- [Problems]:
A. In the rainwater harvesting article, what did Mount Auburn Cemetery replace its unnecessary gas-powered vehicles with?
B. Retype the part of the rainwater harvesting article starting with "In this age" and going on through "places of work.".

----- Source text

Rainwater Harvesting: A Simple Approach to Conservation

This article first appeared in the Summer 2005 issue of the Ecological Landscaper; Paul has provided an update for 2012.

by Paul Kwiatkowski

In this age of reckless consumption of resources and pollution without shame, conservation is vital. The numbers of individuals and businesses that embrace conservation are growing, but America is still lagging in shifting to cleaner, more efficient enterprises, such as hybrid automobiles, wind power, and green roofs. Individuals must take it upon themselves to implement conservation strategies in their neighborhoods, communities, and places of work.

At Mount Auburn Cemetery, America’s first garden cemetery, conversations, meetings, and debates have moved us toward the future as an environmentally progressive institution. We are conscious of the danger of fertilizers entering our water and we observe strict buffer zones. We have replaced artificial fertilizer with organic. Our flowerbeds use compost to increase the water-holding capacity of the soil and to replace nutrients. Less water is needed for drought-tolerant perennials than for what had been beds solely of annuals.

We preserve native plants and eradicate invasives. We have replaced unnecessary gas-powered vehicles with an electric fleet. Habitat restoration projects for plants and wildlife incorporate natural remedies, such as reduction of algae using bales of barley straw in the ponds. [See Barley Straw for Clear Ponds, TEL, Spring 2005.] Natural solutions cause less environmental stress and cost less than chemical solutions.

Can Mount Auburn do more? Of course. Conservation opportunities are available to those willing to make the effort. Perhaps one day the remaining gasoline-powered vehicles will be replaced and green roofs will top the buildings. Right now we are working on water conservation.

Prioritizing Water Conservation & Collection

Water consumption affects every person and business in every community. Mount Auburn’s large aquifer has met the cemetery’s needs for generations, but today the aged pipelines are frequently shut down to repair leaks and water pressure is inadequate in parts of the property. To conserve water, some areas are not irrigated at all, although others are still high-priority for irrigation. Mount Auburn currently has a consumption permit allocated by the Charles River Watershed. A consumption permit allows an entity to draw a specific amount of water from the aquifer. Daily limits are reduced and/or restricted during periods of drought. We have also replaced high-volume overhead sprinklers with low-emitter models.

Interconnected barrels became part of Mt Auburn's rainwater harvesting system in 2004.

----------
----- Given data

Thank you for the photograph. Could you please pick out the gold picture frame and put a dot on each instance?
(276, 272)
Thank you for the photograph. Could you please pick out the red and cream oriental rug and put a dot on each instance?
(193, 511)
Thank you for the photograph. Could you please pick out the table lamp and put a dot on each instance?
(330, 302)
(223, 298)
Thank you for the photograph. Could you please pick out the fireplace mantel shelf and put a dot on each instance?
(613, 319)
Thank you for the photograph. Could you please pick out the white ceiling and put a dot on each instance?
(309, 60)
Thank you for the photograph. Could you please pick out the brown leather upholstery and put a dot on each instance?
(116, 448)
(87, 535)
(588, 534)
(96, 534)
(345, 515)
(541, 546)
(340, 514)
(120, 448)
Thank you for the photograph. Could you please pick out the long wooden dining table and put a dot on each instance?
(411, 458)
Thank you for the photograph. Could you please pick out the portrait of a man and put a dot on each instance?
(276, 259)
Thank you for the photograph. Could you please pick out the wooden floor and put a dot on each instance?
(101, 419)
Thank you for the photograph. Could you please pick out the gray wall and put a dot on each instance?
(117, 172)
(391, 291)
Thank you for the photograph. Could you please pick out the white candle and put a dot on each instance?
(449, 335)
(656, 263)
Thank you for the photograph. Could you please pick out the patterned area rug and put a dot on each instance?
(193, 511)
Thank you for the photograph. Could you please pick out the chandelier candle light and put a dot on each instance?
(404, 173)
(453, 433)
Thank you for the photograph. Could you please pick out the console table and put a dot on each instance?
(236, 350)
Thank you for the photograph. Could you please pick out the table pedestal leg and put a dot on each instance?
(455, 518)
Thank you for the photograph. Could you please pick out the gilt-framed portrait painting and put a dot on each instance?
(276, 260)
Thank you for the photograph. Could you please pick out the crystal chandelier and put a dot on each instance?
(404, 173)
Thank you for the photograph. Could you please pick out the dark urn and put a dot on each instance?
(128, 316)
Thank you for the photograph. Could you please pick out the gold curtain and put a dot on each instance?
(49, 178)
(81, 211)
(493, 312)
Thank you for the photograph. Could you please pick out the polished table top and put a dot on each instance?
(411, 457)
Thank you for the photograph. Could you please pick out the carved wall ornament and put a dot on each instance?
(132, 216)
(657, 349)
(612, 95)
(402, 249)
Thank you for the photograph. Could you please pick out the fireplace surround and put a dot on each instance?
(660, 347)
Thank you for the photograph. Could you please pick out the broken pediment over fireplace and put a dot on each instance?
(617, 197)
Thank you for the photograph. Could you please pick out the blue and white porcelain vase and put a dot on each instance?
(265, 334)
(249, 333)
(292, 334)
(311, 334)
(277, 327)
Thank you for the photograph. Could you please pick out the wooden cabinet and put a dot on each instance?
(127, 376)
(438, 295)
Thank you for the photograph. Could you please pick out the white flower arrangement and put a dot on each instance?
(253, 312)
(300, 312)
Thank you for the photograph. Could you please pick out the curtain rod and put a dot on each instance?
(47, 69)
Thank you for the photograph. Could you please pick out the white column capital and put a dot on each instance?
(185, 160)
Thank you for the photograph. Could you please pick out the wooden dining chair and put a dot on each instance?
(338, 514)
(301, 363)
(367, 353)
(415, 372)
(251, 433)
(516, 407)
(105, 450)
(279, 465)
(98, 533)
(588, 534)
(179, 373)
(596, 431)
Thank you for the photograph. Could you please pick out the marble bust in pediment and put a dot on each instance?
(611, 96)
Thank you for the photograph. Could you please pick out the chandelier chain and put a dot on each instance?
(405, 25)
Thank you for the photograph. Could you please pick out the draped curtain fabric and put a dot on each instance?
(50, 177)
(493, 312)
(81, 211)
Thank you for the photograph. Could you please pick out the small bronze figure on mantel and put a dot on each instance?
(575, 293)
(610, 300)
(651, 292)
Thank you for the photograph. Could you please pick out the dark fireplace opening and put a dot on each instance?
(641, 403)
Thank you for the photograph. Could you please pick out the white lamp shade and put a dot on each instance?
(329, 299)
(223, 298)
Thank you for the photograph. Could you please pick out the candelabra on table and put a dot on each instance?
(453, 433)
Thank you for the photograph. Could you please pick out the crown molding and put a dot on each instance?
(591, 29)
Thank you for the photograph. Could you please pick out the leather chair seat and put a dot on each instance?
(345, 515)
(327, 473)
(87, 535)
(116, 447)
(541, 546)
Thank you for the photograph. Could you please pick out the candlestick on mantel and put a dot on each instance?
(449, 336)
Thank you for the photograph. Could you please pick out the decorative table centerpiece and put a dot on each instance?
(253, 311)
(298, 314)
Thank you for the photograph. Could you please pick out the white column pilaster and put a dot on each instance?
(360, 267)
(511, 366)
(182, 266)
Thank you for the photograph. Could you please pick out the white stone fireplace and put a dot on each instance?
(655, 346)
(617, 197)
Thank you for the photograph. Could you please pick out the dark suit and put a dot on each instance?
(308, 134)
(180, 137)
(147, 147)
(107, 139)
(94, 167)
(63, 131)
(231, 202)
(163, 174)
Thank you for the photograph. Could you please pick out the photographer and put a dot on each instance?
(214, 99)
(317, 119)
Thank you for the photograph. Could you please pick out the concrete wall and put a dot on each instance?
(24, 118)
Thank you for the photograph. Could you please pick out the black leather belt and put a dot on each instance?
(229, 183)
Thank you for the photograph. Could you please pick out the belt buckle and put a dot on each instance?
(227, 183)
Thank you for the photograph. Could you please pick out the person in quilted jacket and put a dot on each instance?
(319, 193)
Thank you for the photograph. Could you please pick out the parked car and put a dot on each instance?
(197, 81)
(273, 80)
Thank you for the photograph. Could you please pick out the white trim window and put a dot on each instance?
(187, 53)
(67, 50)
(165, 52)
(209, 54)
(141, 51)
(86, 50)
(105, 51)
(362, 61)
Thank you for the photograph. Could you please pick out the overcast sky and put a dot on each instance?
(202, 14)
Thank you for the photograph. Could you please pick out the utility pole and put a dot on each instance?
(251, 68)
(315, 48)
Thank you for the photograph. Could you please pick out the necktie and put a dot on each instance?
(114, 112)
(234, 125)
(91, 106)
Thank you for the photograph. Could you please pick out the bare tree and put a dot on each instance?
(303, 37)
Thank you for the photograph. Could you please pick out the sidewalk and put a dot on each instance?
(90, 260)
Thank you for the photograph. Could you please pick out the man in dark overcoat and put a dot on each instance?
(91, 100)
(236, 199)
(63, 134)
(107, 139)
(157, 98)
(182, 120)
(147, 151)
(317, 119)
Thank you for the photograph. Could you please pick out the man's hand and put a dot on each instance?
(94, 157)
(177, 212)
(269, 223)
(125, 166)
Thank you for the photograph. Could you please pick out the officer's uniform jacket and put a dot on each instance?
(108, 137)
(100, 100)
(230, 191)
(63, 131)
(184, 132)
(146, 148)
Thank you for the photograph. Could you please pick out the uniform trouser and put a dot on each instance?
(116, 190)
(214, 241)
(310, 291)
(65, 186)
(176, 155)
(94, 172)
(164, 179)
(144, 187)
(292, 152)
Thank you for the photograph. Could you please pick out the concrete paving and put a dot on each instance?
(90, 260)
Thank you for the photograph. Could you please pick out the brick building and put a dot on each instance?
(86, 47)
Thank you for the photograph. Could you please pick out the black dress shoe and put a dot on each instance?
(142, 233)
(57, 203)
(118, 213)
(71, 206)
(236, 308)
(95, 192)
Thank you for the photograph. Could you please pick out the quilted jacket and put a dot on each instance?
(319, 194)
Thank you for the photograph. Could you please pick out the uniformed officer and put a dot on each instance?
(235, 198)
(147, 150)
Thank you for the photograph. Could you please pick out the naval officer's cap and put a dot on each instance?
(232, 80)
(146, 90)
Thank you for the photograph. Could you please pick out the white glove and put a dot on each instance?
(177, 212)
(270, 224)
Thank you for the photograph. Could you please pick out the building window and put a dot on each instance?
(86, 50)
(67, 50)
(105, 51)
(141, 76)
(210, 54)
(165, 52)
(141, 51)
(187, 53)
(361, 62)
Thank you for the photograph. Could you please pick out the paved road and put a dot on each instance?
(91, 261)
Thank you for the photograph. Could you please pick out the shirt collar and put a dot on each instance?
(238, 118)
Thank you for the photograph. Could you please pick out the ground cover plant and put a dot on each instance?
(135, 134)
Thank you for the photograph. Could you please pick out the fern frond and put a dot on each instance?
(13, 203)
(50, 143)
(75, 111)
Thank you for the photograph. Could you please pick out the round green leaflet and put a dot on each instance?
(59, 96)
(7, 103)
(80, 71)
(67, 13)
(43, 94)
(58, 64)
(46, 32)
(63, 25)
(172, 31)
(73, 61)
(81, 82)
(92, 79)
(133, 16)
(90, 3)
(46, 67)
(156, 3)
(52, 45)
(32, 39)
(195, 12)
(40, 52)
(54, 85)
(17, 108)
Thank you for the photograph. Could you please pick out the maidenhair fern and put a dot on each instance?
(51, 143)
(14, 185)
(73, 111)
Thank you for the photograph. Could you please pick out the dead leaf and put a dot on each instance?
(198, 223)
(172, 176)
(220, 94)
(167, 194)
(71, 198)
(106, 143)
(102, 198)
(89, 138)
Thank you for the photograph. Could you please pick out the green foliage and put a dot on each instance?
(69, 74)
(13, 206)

----------

- [Answer list]:
A. An electric fleet.

B.
In this age of reckless consumption of resources and pollution without shame, conservation is vital. The numbers of individuals and businesses that embrace conservation are growing, but America is still lagging in shifting to cleaner, more efficient enterprises, such as hybrid automobiles, wind power, and green roofs. Individuals must take it upon themselves to implement conservation strategies in their neighborhoods, communities, and places of work.